Write out the stretch of rows below from the line containing "of the white" through the end of the rows, with every line kept identical.
-- BEGIN DATA LISTING --
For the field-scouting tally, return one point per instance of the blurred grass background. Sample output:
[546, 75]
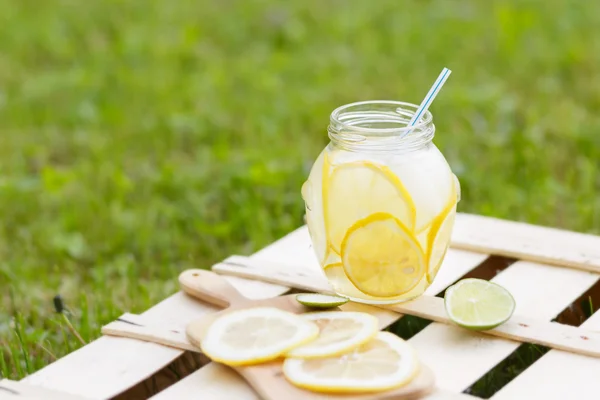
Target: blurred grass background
[139, 138]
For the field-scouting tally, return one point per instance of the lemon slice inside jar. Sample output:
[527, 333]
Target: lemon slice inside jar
[440, 232]
[381, 257]
[358, 189]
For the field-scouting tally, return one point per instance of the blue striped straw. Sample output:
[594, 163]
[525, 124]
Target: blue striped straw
[435, 88]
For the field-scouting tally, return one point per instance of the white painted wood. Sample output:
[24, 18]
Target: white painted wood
[11, 390]
[526, 242]
[540, 292]
[111, 365]
[558, 375]
[518, 328]
[143, 328]
[211, 382]
[456, 264]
-- END DATA LISTING --
• _PROBLEM SOLUTION_
For the field-scouting tally, return one point per instance of the white painted wood. Sample output:
[24, 18]
Target: white painted wood
[11, 390]
[526, 242]
[540, 292]
[111, 365]
[558, 375]
[518, 328]
[143, 328]
[211, 382]
[456, 264]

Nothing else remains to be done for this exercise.